» **Brano da leggere**:
:::::

La questione che tiene banco sui giornali in questo
Ferragosto non tropo caldo è la vicenda di un bambino nato proprio due giorni
fa, il 15, a Milano: si tratta del figlio di Martina Levato, nota ai più per le
vicende giudiziarie che l’hanno travolta e per il rilievo che i giornali hanno
riservato al suo caso. Senza voler esprimere giudizi sui processi mediatici,
prima ancora che giuridici, che periodicamente vengono fuori in Italia, e senza
voler commentare che stavolta nessuno ha urlato la necessità di una legge
contro il ‘maschicidio’ – e meno male! – vogliamo porre l’attenzione su un
fatto, di per sé semplice, che a rigor di logica dovrebbe lasciare interdetto l’italiano
medio portatore sano di cervello.

:::::

» **Elenco dati**:
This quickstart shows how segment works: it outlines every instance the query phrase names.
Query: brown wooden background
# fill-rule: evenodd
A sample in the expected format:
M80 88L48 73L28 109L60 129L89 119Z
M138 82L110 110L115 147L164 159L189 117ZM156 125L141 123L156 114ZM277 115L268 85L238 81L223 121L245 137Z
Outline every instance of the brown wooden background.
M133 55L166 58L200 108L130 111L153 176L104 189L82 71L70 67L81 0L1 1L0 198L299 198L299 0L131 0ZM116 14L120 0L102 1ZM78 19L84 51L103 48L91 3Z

:::::

» **Operazioni da eseguire**:
1. Ripeti alla lettera il passo del brano sul figlio di Martina Levato che si apre con le parole "La questione che" e si chiude con "sano di cervello.".
2. Prosegui il brano sul figlio di Martina Levato dopo la sua ultima frase.

» **Risultati ottenuti**:
1.
La questione che tiene banco sui giornali in questo
Ferragosto non tropo caldo è la vicenda di un bambino nato proprio due giorni
fa, il 15, a Milano: si tratta del figlio di Martina Levato, nota ai più per le
vicende giudiziarie che l’hanno travolta e per il rilievo che i giornali hanno
riservato al suo caso. Senza voler esprimere giudizi sui processi mediatici,
prima ancora che giuridici, che periodicamente vengono fuori in Italia, e senza
voler commentare che stavolta nessuno ha urlato la necessità di una legge
contro il ‘maschicidio’ – e meno male! – vogliamo porre l’attenzione su un
fatto, di per sé semplice, che a rigor di logica dovrebbe lasciare interdetto l’italiano
medio portatore sano di cervello.

2.
Andiamo con ordine: nel caso in questione esiste una donna
condannata a 14 anni per aver commesso un reato. Nessuno mette in discussione
la sentenza e quindi attribuisce alla donna una determinata colpa. Il neonato
figlio di questa donna viene allontanato dalla madre dopo appena 5 minuti dalla
nascita, proprio in virtù della condanna che la madre ha subito e delle
conseguenti indicazioni della magistratura. Ora, appare più che lecito questionare
su chi si stia proteggendo con un atto del genere, e sembra altrettanto
legittimo discutere della proporzionalità della pena inflitta in base alla
colpa riconosciuta alla donna dalla magistratura: ed infatti su tutti i giornali
e telegiornali almeno un articolo o servizio è riservato alla questione, con la
notizia di ieri dell’adottabilità del bambino chiesta dal pm, in barba alle
volontà della madre, del padre, dei nonni e dei parenti più stretti. Non è
affatto facile esprimere un giudizio in merito e noi ce ne asteniamo pilatescamente,
non essendo questo l’aspetto che intendevamo mettere in evidenza.

Rimane però un aspetto che il lettore portatore sano di
cervello dovrebbe cogliere: se anche per la madre non fosse un dolore non
vedere più il proprio figlio – ipotesi che diamo valida per assurdo – è ancora
tutto da dimostrare che il bambino non abbia nessun bisogno di trascorrere del
tempo con la madre.
La domanda allora sorge spontanea: che colpa ha il figlio
adottivo di Elton John? È forse considerato un ‘non-figlio’?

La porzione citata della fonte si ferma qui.